Introduction/Background Only ∼15% of patients with high-grade serous ovarian cancer (HGSC) survive >10 years. Those patients with a more typical disease trajectory may benefit from insights gained from long-term survivors (LTS). Here, we investigated genomic and immunologic determinants of exceptional survival in vivo and in vitro with a focus on the tumour suppressor RB1.

Methodology Whole-genome sequencing (WGS) was performed on a unique set of primary tumors and germline samples from a cohort of 55 women with >10-year survival following a diagnosis of advanced stage (Stage IIIC/IV) HGSC. Tumors were also characterised by RNA sequencing and immunohistochemistry (IHC). RB1 was depleted in HGSC cell lines through CRISPR-Cas9 knockout (KO). The impact of RB1 loss was analysed in assays of chemosensitivity, clonogenicity, immunogenicity and transcriptomics.

(Dataset entries)
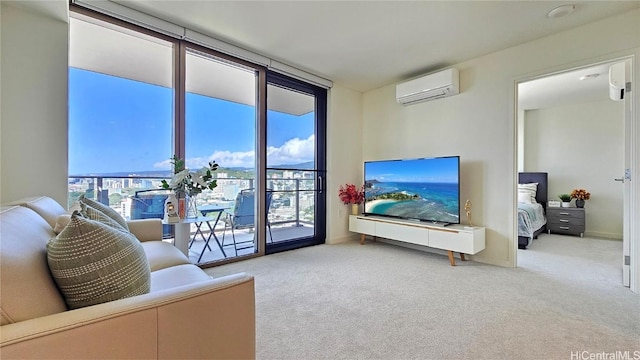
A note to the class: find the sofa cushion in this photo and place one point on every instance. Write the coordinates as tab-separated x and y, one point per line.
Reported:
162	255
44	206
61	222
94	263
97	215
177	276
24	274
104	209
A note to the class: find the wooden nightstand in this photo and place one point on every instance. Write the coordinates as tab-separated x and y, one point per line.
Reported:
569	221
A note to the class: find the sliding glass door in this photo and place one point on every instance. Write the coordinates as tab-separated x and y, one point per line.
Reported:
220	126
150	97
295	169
...
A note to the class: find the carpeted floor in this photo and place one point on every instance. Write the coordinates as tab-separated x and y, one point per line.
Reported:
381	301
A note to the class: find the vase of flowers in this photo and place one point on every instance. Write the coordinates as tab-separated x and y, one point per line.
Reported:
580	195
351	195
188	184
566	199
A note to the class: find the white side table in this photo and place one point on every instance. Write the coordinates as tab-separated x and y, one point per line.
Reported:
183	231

- _PROBLEMS TO SOLVE_:
a - Answer these about the ovarian cancer text above, one line each:
(i) What share of patients with high-grade serous ovarian cancer survive more than 10 years?
(ii) How many women were in the cohort studied?
(iii) By what method was RB1 depleted in the cell lines?
b - In the ovarian cancer text above, turn the paragraph beginning "Methodology Whole-genome sequencing" into a short list that keeps its main facts.
c - Reproduce, word for word, the part of the ovarian cancer text above that opens with the words containing "Introduction/Background Only ∼15%" and closes with "tumour suppressor RB1.".

- _REPLIES_:
a -
(i) About 15%
(ii) 55
(iii) CRISPR-Cas9 knockout

b -
- Whole-genome sequencing of primary tumors and germline samples from 55 women who survived over 10 years after advanced-stage (IIIC/IV) HGSC
- Tumors also characterized by RNA sequencing and immunohistochemistry
- RB1 knocked out in HGSC cell lines with CRISPR-Cas9
- Effects of RB1 loss tested for chemosensitivity, clonogenicity, immunogenicity and transcriptomics

c -
Introduction/Background Only ∼15% of patients with high-grade serous ovarian cancer (HGSC) survive >10 years. Those patients with a more typical disease trajectory may benefit from insights gained from long-term survivors (LTS). Here, we investigated genomic and immunologic determinants of exceptional survival in vivo and in vitro with a focus on the tumour suppressor RB1.